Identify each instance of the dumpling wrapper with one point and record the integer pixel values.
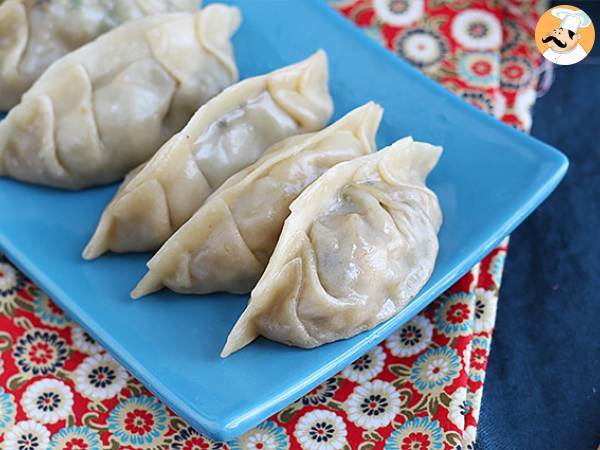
(103, 109)
(227, 243)
(227, 134)
(359, 244)
(34, 33)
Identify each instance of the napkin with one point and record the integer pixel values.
(420, 388)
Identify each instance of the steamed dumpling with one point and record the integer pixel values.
(225, 135)
(227, 243)
(359, 244)
(34, 33)
(105, 108)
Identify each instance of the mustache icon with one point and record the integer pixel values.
(555, 40)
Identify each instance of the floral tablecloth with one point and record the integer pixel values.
(420, 389)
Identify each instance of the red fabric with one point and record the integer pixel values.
(420, 389)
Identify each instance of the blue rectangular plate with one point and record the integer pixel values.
(489, 179)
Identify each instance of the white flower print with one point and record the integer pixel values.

== PROBLEM TO WORK ON ==
Reproduce the listing above with every "integer pixel values" replaced by "whole-number pixel coordinates" and everything else unchanged, leaving out the pictures.

== OUTPUT FOR THIS EXERCISE ==
Identify each instance of the dumpling wrapper with one point and record the whole-number pixel coordinates.
(103, 109)
(227, 243)
(227, 134)
(359, 244)
(34, 33)
Identify each instance of the napkin with one point and record the whole-number pixel coordinates.
(420, 388)
Identify each instance of the steamed dumpling with one point and record the whole-number pixel coordinates.
(225, 135)
(227, 243)
(359, 244)
(34, 33)
(105, 108)
Identify each instance of the mustache icon with one point and record the whole-number pixel coordinates.
(555, 40)
Identify each instance of the floral tablecloth with one point and record the whole-number pixel coordinates.
(420, 389)
Identify each instance of the red fabric with one point and record the whole-number pixel coordinates.
(420, 389)
Identify each instance of the blue rectangular plate with one point and record the whole-number pixel coordinates.
(489, 179)
Identify each instance of the white flower print with one point and record the whole-number pixel coordinates.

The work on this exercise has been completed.